## ASSIGNED TASK
Repeat verbatim only the lines from the opening of the material below through the one that contains "Target: stone staircase".

## MATERIAL PROVIDED

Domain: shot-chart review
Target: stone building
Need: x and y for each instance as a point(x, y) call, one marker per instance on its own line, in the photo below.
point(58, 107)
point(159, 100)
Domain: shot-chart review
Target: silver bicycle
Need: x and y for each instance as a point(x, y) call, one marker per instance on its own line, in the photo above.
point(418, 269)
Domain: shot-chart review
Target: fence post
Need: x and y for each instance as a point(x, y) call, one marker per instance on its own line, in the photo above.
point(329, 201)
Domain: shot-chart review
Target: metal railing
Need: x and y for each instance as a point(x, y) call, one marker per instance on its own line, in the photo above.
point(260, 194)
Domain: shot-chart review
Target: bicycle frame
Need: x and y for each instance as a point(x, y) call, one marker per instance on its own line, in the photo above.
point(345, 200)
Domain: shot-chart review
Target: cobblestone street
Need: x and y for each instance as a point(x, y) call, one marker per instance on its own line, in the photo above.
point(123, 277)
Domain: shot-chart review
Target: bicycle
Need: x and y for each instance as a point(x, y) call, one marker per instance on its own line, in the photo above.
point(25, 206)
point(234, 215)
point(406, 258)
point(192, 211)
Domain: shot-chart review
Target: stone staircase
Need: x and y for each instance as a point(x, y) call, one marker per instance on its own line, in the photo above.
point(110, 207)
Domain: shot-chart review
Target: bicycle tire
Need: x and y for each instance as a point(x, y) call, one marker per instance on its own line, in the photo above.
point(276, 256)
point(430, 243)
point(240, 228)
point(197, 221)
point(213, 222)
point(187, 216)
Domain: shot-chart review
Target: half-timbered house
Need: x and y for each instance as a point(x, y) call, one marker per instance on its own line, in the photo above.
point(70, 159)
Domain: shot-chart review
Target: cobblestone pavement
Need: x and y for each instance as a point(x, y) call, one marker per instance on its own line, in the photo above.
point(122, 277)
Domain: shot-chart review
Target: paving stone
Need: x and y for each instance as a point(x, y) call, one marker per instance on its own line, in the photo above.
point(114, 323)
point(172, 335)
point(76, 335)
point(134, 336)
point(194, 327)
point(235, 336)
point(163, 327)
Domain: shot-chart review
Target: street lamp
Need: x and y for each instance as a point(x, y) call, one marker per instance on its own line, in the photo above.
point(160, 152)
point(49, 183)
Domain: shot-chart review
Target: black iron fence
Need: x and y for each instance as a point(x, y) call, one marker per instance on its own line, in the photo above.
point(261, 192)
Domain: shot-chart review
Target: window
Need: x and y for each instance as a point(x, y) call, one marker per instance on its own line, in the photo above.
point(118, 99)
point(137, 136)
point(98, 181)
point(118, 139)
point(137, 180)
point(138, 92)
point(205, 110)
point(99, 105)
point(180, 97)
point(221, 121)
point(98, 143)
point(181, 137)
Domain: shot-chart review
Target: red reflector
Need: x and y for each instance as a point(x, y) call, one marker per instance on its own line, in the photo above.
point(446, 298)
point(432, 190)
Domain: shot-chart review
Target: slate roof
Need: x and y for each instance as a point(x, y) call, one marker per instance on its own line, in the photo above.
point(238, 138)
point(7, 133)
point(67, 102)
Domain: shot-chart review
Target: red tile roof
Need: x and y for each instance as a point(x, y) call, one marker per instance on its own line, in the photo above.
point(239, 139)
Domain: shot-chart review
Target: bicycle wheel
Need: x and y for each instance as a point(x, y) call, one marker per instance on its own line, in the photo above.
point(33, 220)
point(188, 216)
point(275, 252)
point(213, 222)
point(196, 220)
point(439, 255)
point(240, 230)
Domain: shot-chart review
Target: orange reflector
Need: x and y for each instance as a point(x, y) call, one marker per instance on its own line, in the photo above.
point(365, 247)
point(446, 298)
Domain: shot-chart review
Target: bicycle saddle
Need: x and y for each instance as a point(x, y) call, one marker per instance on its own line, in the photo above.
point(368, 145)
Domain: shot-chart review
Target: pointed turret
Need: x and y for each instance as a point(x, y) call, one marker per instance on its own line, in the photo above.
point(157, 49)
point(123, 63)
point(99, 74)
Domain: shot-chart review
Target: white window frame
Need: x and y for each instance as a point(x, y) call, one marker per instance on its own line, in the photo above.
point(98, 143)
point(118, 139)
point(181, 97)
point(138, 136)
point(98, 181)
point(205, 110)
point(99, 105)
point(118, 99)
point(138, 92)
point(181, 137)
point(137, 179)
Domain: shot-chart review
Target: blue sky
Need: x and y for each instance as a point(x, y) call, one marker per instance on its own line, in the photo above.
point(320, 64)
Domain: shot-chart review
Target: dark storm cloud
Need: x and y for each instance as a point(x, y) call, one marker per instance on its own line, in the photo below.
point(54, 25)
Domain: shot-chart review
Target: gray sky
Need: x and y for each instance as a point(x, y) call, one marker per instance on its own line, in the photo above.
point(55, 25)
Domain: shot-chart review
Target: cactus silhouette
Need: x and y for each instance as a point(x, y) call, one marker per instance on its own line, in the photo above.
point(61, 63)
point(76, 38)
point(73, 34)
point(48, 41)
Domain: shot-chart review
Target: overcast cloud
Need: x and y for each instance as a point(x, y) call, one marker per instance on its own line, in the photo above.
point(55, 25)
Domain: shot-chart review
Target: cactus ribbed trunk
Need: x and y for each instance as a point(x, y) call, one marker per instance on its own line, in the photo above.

## SOLUTION FOR THIS PROBLEM
Domain: shot-chart review
Target: stone building
Need: x and y for each instance as a point(x, y) call, one marker per instance on its own line, in the photo below.
point(58, 107)
point(159, 100)
Domain: shot-chart review
Target: silver bicycle
Need: x and y for each instance as a point(x, y) call, one marker per instance on its own line, in the photo above.
point(418, 269)
Domain: shot-chart review
Target: fence post
Need: x and y for each instance as a point(x, y) call, one marker per instance on its own line, in the photo above.
point(329, 201)
Domain: shot-chart review
Target: metal railing
Need: x and y for each instance as a point(x, y) call, one marker per instance on its own line, in the photo above.
point(260, 194)
Domain: shot-chart review
Target: bicycle frame
Need: x and y for each instance as a point(x, y) call, one marker per instance on its own line, in the photo above.
point(345, 200)
Domain: shot-chart review
Target: cobblestone street
Need: x and y for each instance as a point(x, y) call, one marker per instance on its own line, in the photo above.
point(123, 277)
Domain: shot-chart review
Target: bicycle
Need: x and y for each instance as a point(x, y) call, one marker per instance on its own line, in the photo above.
point(25, 206)
point(234, 215)
point(406, 258)
point(192, 211)
Domain: shot-chart review
Target: stone staircase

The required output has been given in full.